##### EXCERPTED RECORDS #####
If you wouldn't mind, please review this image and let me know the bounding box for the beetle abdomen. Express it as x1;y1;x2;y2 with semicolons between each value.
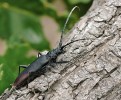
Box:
13;71;29;88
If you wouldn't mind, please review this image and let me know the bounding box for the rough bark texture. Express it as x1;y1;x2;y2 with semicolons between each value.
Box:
1;0;121;100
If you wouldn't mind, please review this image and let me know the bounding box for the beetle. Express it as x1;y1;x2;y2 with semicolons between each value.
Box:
12;6;81;89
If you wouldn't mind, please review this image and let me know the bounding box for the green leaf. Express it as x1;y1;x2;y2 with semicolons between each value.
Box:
0;64;3;81
68;0;91;4
0;3;50;50
0;44;35;94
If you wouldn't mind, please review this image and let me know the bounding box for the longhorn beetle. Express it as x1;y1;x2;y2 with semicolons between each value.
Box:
1;6;81;100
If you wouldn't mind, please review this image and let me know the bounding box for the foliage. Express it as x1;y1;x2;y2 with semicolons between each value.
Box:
0;0;92;94
68;0;91;4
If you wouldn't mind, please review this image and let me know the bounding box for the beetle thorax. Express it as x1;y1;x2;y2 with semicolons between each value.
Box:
47;47;62;59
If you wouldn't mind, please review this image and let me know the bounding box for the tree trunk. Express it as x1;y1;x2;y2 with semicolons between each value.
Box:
1;0;121;100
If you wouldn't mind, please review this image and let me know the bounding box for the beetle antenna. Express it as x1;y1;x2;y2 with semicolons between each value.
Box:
59;6;80;48
61;39;82;49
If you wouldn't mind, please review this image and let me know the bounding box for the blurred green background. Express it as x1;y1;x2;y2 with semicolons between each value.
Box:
0;0;92;94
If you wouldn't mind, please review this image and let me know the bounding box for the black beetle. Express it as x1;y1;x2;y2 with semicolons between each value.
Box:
13;6;80;89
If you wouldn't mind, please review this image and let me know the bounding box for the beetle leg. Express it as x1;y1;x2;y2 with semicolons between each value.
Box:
50;60;69;67
26;72;31;88
45;74;50;90
37;52;42;58
55;61;69;64
19;65;27;75
49;62;56;67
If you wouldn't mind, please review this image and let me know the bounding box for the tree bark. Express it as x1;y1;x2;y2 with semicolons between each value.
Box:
1;0;121;100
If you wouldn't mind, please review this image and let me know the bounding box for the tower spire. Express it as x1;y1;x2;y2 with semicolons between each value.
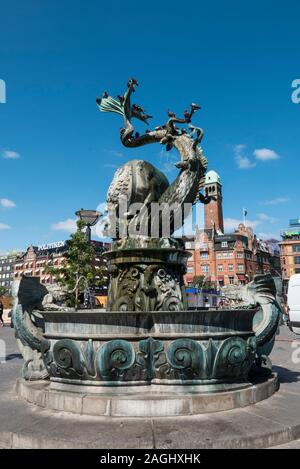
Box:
203;170;224;233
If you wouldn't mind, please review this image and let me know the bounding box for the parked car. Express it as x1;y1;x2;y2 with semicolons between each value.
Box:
287;274;300;334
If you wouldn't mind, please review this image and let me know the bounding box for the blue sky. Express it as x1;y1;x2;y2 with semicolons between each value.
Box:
0;0;300;252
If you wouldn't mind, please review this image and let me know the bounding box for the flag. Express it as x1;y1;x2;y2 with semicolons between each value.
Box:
243;208;248;217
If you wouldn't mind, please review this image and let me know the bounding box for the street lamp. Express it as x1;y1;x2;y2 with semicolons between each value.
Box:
75;209;102;309
75;209;101;242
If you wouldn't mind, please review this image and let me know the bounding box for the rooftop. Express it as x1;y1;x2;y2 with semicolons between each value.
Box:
205;170;221;185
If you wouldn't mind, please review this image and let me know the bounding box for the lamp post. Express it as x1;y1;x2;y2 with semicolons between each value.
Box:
75;209;102;308
75;209;101;242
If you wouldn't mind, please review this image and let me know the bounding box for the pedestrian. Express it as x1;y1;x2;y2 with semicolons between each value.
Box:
281;300;289;325
0;300;4;327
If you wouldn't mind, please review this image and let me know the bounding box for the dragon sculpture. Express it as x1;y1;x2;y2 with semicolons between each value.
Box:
96;78;211;241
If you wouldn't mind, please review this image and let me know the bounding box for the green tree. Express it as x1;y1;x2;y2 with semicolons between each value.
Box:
0;286;8;297
45;219;103;308
192;275;215;291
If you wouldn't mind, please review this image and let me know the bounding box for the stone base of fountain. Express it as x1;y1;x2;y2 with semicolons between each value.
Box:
14;306;280;417
13;274;282;417
16;374;278;417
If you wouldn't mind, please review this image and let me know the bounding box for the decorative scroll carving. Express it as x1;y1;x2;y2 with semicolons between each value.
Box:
97;340;136;381
137;337;165;381
41;334;258;385
166;339;206;380
106;255;188;312
212;337;256;380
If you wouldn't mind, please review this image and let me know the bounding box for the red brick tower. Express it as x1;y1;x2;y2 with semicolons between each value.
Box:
204;170;224;233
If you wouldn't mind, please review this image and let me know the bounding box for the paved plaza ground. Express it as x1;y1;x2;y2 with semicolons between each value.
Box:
0;324;300;449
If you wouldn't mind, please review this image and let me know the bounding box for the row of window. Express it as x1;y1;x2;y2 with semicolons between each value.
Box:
0;273;11;279
0;281;10;286
217;264;242;272
0;258;14;264
189;263;246;272
189;264;245;273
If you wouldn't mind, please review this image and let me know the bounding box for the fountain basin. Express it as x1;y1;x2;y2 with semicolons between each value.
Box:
40;308;258;389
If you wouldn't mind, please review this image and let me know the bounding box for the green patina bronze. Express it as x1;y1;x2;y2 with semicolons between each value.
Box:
96;78;211;312
12;79;282;396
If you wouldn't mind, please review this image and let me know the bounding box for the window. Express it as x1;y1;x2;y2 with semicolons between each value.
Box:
187;266;194;273
200;252;208;259
228;264;233;271
237;264;244;272
201;265;210;273
294;257;300;264
217;265;223;272
293;245;300;253
221;241;228;248
236;252;243;258
217;252;233;260
295;268;300;274
229;276;234;284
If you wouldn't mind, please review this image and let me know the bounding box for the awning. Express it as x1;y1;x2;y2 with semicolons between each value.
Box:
217;276;224;281
237;274;246;280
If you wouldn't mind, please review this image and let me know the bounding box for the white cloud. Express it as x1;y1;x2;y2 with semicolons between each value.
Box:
253;148;279;161
258;213;277;223
2;150;20;159
261;197;289;206
0;198;16;208
224;217;260;231
52;218;77;233
234;144;256;169
0;223;10;230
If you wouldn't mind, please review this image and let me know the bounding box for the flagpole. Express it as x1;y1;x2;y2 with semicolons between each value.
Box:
243;208;246;226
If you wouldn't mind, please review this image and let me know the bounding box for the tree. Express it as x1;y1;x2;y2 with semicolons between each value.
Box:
0;286;8;297
192;275;215;291
45;219;103;308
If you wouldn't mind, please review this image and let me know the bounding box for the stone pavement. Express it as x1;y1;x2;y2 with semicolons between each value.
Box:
0;325;299;449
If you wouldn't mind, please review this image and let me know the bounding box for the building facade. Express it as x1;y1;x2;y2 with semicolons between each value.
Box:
0;252;23;293
184;170;280;287
14;240;110;296
279;219;300;282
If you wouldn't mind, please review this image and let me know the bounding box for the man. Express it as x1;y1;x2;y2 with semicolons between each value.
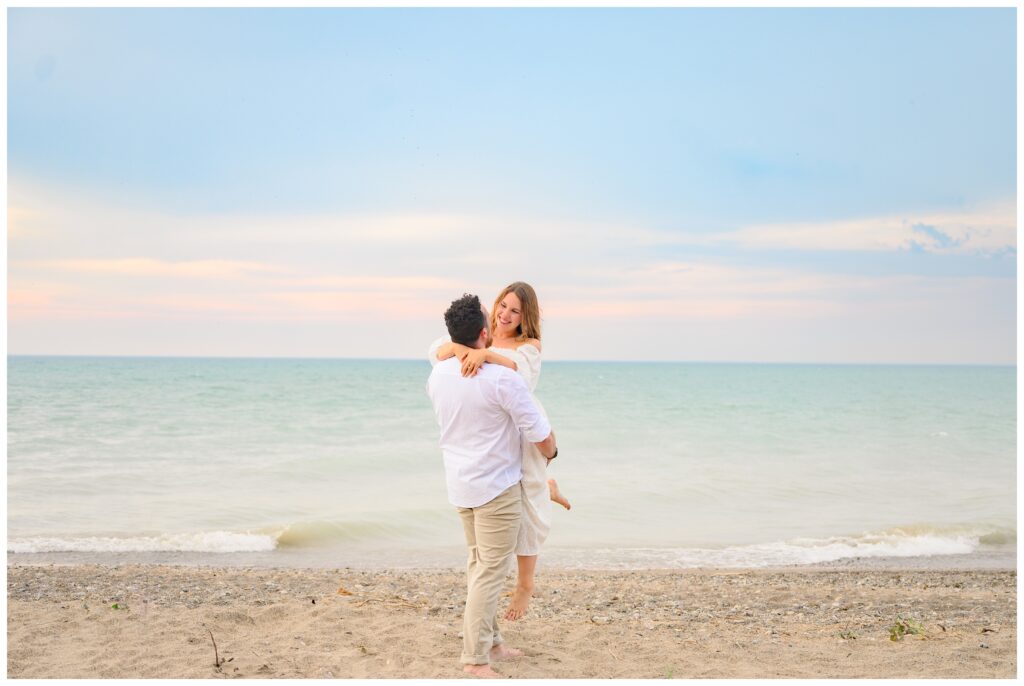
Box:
426;293;557;678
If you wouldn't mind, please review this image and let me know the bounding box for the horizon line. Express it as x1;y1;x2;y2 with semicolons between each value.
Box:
5;353;1016;368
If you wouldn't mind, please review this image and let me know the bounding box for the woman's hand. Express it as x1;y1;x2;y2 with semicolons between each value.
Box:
460;348;489;377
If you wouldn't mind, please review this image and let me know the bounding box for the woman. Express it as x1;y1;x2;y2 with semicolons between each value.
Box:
429;281;570;621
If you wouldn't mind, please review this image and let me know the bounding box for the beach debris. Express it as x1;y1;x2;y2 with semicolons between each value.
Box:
980;643;990;649
110;603;127;610
590;615;611;625
888;616;926;641
980;627;996;633
207;628;225;668
336;585;354;596
838;630;857;640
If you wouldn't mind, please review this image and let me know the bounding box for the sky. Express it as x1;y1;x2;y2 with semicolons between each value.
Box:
6;8;1017;363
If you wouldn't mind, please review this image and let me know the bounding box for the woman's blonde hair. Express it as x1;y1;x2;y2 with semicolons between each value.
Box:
490;281;541;341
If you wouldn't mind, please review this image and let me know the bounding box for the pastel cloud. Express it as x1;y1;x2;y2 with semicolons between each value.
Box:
653;204;1016;255
269;275;463;291
25;258;286;279
541;261;990;323
7;179;1015;363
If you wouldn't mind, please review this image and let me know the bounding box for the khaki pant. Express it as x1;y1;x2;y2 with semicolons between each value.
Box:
456;482;522;665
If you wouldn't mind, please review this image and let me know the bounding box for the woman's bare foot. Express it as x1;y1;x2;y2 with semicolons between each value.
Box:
503;583;534;621
548;478;571;510
463;664;503;678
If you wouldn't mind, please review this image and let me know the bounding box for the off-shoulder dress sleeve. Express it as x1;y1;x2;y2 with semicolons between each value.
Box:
514;343;542;392
428;335;451;367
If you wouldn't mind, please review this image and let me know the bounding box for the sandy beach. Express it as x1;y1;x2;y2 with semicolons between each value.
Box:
6;561;1015;678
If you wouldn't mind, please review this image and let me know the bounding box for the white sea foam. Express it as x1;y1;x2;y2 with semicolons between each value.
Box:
707;530;979;567
7;531;277;554
554;525;1012;569
8;523;1012;570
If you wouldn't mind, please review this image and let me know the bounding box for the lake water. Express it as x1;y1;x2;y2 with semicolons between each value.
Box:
7;356;1016;569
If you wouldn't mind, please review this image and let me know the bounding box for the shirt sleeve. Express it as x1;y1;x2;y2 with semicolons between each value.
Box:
497;371;551;443
427;334;451;368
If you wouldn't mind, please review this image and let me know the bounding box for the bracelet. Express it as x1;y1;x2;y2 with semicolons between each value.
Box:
550;447;558;460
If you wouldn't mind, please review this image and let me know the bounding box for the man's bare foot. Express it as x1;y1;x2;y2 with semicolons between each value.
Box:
504;583;533;621
548;478;571;510
490;643;524;661
463;664;503;678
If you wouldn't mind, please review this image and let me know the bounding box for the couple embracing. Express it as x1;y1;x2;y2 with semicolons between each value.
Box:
426;283;570;678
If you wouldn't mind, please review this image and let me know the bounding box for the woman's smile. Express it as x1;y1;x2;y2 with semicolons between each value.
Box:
496;293;523;335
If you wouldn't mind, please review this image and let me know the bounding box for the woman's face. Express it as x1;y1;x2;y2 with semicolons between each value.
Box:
495;291;523;335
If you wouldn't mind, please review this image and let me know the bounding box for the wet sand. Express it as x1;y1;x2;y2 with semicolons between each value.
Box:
6;562;1016;678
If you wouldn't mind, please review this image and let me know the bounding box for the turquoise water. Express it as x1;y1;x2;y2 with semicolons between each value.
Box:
7;356;1016;568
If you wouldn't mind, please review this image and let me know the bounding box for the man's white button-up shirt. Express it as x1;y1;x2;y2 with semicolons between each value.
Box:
427;357;551;508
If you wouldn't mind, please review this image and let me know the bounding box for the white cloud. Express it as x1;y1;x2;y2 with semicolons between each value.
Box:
21;258;286;279
644;204;1016;255
7;178;1016;363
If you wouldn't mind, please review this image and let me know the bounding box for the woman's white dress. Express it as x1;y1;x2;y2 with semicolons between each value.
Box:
429;337;551;556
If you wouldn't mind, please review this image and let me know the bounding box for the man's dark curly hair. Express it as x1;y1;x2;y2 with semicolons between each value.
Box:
444;293;487;346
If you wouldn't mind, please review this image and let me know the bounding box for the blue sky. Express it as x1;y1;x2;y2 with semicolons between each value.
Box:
7;8;1017;363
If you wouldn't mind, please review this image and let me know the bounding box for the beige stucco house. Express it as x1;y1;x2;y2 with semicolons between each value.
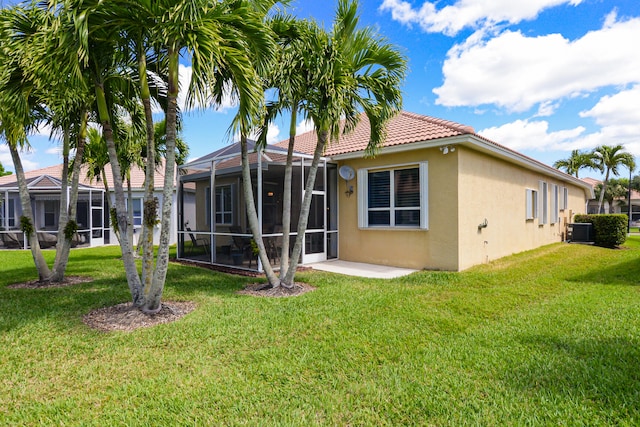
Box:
177;111;593;272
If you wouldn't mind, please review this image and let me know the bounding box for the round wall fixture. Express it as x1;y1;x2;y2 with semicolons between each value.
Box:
338;165;355;181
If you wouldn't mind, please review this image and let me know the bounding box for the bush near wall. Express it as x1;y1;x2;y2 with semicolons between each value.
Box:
574;214;628;248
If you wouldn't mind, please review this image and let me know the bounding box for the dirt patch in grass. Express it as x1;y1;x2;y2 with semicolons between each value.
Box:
238;282;315;298
7;275;94;289
83;301;197;332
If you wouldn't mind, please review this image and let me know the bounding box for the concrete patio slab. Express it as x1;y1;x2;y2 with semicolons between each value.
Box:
307;260;418;279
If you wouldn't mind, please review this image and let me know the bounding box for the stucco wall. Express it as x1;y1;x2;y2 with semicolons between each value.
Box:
337;147;459;271
456;147;588;270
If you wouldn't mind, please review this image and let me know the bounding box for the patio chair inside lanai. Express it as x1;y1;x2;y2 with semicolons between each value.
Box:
177;140;338;271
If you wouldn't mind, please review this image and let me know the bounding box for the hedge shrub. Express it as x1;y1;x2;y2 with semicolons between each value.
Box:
573;214;627;248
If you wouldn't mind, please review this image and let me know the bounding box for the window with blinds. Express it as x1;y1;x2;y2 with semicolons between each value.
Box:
358;163;427;229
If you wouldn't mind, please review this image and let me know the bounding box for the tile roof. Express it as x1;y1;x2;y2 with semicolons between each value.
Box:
582;177;640;200
275;111;475;156
581;177;601;188
0;160;172;190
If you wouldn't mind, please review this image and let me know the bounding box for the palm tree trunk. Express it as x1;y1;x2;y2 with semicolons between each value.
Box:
55;125;71;256
282;129;327;286
138;40;156;295
95;80;143;305
9;143;51;280
127;174;134;253
146;47;178;313
279;104;297;274
598;170;610;214
51;112;88;281
240;134;281;287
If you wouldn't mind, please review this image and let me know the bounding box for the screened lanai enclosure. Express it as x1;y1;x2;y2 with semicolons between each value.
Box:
177;141;338;271
0;175;106;249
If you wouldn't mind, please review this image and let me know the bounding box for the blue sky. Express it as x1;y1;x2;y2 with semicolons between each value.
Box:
2;0;640;179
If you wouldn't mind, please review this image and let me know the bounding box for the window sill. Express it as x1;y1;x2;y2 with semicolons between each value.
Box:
359;226;427;231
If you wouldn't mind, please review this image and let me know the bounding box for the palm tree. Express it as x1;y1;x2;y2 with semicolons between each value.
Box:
280;0;405;287
142;0;274;313
594;179;628;213
0;4;52;280
239;0;406;290
0;3;94;282
592;145;636;214
72;0;275;313
262;15;325;278
553;149;596;178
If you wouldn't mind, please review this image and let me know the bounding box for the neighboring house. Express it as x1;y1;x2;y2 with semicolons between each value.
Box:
581;177;640;222
0;161;179;249
582;177;610;214
177;111;593;272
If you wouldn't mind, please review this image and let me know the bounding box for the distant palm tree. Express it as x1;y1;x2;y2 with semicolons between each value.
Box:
592;145;635;214
594;179;627;213
553;149;596;178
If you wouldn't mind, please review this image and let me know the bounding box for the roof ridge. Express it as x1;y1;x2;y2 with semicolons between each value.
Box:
399;111;475;134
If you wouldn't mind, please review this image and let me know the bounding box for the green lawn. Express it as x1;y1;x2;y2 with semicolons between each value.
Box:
#####
▸ **INSTRUCTIONS FOR THE TASK**
Show every line from the entries that includes the word "water".

▸ **ANSWER BELOW**
If you wouldn't mind, please review this image and let me know the bounding box for the lake water. Express it as x1;y1;x2;y2 with semicolons between each value.
If you wouldn't mind, please review this image and let me know the bounding box for the turquoise water. Express it as x1;y1;x2;y2 with semicolons between each value.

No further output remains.